Requirement: Copy the material below verbatim, from the line containing "[pin] pebbledash wall -- one per line" through its final line, both included.

>> BEGIN Dataset content

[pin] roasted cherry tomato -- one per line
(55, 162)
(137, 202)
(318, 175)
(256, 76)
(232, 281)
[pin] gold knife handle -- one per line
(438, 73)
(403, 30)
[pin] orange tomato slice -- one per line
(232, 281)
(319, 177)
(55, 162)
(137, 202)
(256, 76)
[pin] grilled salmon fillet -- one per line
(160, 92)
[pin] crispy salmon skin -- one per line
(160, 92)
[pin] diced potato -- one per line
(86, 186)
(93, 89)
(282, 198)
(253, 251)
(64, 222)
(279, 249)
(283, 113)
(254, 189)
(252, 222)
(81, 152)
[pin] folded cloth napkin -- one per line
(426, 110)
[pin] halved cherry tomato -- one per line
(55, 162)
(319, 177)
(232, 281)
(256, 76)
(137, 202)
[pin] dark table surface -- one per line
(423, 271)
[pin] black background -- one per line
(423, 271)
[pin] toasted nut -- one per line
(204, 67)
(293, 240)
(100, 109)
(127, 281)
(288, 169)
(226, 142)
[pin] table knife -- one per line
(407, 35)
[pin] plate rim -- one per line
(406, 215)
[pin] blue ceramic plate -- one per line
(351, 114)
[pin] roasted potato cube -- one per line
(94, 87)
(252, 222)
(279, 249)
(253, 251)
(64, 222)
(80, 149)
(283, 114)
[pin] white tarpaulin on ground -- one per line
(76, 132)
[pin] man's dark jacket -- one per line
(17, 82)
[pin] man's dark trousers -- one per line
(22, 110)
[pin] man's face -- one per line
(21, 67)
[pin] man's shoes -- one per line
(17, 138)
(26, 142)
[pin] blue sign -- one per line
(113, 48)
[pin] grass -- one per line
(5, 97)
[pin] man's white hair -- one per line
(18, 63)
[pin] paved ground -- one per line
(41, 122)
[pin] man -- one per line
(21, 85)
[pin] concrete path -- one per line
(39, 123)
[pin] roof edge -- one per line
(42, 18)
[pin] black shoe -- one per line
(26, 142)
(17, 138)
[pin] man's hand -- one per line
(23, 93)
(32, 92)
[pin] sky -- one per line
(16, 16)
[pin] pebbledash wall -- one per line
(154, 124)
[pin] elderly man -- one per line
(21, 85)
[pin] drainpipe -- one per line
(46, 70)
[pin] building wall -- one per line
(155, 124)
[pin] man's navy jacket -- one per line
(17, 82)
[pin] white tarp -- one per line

>> END Dataset content

In response:
[pin] pebbledash wall -- one per line
(154, 124)
[pin] elderly man -- one per line
(21, 85)
[pin] drainpipe -- one per line
(46, 70)
[pin] building wall -- one per line
(155, 124)
[pin] man's navy jacket -- one per line
(17, 82)
[pin] white tarp -- one per line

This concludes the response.